## Begin Records
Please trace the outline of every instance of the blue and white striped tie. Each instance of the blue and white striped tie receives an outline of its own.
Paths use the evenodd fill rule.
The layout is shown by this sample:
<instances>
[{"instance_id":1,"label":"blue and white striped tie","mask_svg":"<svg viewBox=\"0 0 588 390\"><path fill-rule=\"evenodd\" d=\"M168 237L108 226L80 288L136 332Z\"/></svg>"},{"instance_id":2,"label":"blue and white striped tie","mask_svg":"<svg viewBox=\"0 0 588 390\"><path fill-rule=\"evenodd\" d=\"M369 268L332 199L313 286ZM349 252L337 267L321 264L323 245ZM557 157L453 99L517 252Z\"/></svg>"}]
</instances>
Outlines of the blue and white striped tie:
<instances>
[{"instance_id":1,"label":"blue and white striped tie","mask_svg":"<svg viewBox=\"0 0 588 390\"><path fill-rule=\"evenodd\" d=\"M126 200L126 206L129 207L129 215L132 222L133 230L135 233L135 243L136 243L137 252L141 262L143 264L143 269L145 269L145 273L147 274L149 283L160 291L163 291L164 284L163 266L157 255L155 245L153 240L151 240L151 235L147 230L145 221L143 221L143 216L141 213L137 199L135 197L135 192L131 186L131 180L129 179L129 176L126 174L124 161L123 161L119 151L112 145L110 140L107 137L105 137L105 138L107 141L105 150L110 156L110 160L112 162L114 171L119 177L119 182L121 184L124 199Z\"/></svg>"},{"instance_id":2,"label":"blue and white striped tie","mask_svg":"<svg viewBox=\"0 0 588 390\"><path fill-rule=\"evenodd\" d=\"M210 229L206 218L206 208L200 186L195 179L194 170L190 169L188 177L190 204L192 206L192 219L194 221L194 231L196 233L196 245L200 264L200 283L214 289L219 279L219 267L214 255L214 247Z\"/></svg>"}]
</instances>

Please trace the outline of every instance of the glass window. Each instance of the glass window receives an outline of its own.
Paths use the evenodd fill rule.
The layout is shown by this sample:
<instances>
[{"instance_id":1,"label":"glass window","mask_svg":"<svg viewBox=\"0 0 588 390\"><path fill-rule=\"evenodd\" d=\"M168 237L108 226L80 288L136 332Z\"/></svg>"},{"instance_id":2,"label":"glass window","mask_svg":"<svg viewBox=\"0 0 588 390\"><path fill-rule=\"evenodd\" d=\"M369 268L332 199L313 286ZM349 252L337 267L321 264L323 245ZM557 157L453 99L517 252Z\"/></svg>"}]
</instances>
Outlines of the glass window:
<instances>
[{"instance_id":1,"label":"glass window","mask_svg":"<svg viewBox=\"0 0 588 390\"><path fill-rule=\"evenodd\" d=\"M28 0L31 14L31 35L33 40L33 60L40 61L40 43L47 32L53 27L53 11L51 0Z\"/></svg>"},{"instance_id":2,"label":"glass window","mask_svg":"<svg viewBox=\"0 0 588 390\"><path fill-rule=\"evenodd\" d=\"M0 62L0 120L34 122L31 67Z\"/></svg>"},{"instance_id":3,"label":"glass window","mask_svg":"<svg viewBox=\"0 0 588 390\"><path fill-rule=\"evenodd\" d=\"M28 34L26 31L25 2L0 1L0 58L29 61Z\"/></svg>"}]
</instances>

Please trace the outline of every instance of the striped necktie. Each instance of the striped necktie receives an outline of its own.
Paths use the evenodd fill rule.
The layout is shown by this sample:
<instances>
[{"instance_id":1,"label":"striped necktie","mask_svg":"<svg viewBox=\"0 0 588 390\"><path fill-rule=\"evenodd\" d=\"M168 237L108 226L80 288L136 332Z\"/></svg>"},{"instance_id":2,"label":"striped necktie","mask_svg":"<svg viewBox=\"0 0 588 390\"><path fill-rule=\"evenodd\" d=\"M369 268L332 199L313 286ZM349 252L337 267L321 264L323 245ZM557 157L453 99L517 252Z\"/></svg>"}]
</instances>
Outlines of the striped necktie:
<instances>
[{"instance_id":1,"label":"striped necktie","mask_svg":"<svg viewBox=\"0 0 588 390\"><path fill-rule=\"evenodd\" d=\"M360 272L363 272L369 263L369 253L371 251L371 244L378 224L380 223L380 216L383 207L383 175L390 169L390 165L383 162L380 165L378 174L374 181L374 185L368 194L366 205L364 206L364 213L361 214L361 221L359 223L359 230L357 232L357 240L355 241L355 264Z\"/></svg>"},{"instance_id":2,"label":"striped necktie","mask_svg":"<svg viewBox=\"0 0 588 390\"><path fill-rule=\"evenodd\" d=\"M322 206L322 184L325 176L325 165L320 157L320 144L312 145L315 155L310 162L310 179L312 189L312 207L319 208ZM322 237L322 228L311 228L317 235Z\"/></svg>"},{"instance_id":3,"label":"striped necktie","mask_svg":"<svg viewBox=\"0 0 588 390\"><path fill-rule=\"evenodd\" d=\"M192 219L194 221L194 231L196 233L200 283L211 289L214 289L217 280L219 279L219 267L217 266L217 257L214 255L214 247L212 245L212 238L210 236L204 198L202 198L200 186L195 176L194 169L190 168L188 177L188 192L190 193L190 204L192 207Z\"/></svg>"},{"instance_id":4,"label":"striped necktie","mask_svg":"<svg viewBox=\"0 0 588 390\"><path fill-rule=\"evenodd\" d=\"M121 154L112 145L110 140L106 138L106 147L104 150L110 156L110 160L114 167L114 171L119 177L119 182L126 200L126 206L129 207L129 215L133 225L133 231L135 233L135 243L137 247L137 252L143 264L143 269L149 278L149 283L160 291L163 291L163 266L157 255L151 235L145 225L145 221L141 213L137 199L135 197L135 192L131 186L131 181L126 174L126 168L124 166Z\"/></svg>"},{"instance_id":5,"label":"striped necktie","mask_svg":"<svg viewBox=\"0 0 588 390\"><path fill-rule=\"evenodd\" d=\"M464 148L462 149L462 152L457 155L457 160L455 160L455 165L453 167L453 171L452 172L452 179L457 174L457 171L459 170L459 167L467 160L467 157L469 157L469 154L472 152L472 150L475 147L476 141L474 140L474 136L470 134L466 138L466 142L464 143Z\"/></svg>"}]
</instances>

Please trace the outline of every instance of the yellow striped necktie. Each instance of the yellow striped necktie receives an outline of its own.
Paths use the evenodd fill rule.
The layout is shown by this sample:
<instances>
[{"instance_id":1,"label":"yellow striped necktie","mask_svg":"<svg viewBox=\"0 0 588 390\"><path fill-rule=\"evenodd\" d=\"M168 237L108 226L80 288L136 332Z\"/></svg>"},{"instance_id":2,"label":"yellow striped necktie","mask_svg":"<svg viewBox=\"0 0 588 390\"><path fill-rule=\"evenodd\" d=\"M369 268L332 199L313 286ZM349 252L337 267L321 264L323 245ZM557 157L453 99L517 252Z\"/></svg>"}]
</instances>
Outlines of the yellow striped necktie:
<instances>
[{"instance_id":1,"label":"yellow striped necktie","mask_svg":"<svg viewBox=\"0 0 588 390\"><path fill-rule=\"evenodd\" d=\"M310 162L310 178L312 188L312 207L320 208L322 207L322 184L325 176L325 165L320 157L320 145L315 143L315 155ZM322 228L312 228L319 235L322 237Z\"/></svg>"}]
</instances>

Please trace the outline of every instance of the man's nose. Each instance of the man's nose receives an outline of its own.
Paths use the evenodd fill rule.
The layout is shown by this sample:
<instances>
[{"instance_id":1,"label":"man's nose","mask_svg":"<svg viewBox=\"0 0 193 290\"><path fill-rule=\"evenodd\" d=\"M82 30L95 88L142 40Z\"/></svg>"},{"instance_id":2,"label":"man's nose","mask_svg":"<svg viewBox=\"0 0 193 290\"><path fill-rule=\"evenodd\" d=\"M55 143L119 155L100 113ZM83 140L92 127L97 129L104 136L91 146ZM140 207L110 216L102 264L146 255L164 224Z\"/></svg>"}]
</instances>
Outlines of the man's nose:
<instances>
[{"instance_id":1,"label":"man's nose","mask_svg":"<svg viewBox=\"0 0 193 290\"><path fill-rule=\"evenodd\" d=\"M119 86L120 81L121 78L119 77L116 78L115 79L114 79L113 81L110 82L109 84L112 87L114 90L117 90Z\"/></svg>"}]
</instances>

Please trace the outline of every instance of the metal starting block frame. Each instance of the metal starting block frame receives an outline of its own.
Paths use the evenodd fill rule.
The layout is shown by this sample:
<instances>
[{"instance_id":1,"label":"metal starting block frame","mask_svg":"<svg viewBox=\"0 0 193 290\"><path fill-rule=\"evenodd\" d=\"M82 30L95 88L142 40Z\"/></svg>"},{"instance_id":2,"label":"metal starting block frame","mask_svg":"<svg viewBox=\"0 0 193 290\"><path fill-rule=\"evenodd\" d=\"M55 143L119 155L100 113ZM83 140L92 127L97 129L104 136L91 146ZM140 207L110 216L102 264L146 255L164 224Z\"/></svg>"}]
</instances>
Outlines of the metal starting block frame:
## End Records
■ **What to do**: Reproduce the data word for word, starting at the line that contains "Please trace the outline of every instance of the metal" and ending at the final line of the data, with both of those lines included.

■ **Right answer**:
Please trace the outline of every instance of the metal starting block frame. Each instance of the metal starting block frame receives an outline of its own.
Paths use the evenodd fill rule.
The layout is shown by this sample:
<instances>
[{"instance_id":1,"label":"metal starting block frame","mask_svg":"<svg viewBox=\"0 0 193 290\"><path fill-rule=\"evenodd\" d=\"M82 30L95 88L142 40Z\"/></svg>"},{"instance_id":2,"label":"metal starting block frame","mask_svg":"<svg viewBox=\"0 0 193 290\"><path fill-rule=\"evenodd\" d=\"M55 143L119 155L100 113ZM83 140L92 127L97 129L104 136L91 146ZM140 207L110 216L102 264L146 255L164 224Z\"/></svg>"}]
</instances>
Outlines of the metal starting block frame:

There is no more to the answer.